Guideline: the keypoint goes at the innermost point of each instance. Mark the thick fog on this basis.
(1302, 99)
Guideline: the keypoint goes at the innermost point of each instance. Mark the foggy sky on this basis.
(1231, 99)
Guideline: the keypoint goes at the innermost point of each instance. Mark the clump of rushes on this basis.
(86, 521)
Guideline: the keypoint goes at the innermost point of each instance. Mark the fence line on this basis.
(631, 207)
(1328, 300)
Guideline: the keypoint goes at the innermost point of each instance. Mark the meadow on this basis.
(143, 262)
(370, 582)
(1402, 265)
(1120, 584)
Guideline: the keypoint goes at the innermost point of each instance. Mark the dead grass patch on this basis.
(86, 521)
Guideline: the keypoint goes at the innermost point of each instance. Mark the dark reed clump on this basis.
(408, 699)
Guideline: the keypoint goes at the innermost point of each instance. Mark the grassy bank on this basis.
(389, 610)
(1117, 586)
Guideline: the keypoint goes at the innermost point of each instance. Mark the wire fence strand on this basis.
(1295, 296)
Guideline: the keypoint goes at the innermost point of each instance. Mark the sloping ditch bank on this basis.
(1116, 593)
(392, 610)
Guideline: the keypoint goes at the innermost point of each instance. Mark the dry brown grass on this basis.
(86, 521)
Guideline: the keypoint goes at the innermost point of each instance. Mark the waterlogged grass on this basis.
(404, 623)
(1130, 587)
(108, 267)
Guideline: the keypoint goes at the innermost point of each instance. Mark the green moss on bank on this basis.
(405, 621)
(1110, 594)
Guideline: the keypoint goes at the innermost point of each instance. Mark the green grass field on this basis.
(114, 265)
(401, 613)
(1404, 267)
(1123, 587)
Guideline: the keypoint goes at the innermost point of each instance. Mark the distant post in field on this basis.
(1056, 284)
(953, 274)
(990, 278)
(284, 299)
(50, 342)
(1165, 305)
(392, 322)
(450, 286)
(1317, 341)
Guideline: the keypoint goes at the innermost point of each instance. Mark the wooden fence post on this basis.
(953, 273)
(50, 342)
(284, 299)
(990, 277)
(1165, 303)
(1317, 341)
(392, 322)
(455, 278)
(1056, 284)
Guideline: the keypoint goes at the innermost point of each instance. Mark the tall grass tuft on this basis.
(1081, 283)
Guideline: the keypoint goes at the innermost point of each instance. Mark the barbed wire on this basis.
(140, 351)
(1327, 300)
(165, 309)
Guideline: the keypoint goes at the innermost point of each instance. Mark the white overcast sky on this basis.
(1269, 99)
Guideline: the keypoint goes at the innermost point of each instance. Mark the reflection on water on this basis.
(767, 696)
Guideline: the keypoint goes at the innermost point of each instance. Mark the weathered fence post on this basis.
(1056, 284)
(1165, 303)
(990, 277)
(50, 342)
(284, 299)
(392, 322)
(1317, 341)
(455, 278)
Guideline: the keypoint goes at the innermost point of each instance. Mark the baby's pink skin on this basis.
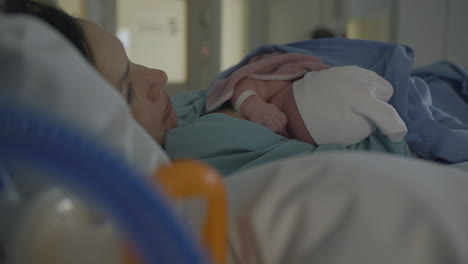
(273, 107)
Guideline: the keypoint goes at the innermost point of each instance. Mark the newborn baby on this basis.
(326, 105)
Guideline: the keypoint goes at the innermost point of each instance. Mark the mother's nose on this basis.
(160, 76)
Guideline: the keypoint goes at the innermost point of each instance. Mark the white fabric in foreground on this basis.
(350, 208)
(39, 69)
(343, 105)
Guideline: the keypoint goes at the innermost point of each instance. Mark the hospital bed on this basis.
(329, 208)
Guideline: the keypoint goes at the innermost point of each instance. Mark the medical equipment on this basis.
(83, 165)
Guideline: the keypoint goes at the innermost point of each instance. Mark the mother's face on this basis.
(142, 87)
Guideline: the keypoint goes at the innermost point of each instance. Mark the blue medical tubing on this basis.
(85, 165)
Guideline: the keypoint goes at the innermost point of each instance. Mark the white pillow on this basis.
(41, 70)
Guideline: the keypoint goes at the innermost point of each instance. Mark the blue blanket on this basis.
(437, 125)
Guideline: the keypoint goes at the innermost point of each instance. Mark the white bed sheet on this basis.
(349, 208)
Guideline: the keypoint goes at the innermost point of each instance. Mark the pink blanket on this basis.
(272, 66)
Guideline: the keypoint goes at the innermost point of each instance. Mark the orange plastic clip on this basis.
(187, 179)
# # # # # # #
» Instructions to follow:
Output exactly the lines from the one containing "baby on this basis." through the last line of the entries, both ends included.

» Exercise solution:
Guideline: the keypoint goes at the innermost point of each instance. Mark the newborn baby on this basis.
(326, 105)
Guideline: the keypoint goes at the innermost point of each instance. Mark the mother's nose on this basis.
(160, 76)
Guideline: the keypoint goes at the innermost point of each instance. Mark the white fabric in foreground on this basis.
(350, 208)
(39, 69)
(343, 105)
Guideline: the keypoint goes at the innermost point of each instance. Mark the hospital bed on this basis.
(329, 208)
Guideline: the keypoint goes at the innermost point of each instance. Mark the medical equipment on this basis.
(83, 165)
Guideline: the keypoint goes at the innermost point of each instance. Mark the mother's face on this basis.
(142, 87)
Guideline: the keypoint goes at the innermost point of each instance. Mark the blue medical tubing on this basis.
(85, 165)
Guideline: the keypoint goes at the innermost point of each instance. Mark the white pillow on this basis.
(41, 70)
Guideline: the keypoint goes at the innermost point of each instance. Mark the blue blanket on this basis.
(437, 125)
Guideline: the keypoint goes at the innermost point of each instance. Mark the white bed sheet on this basis.
(349, 208)
Guideline: the keypoint goes at the innermost point of each instance. Mark the pink blanket on this basis.
(272, 66)
Guideline: the keypoint goes at the innermost point of each instance. Mark the orange plastic clip on this basis.
(187, 179)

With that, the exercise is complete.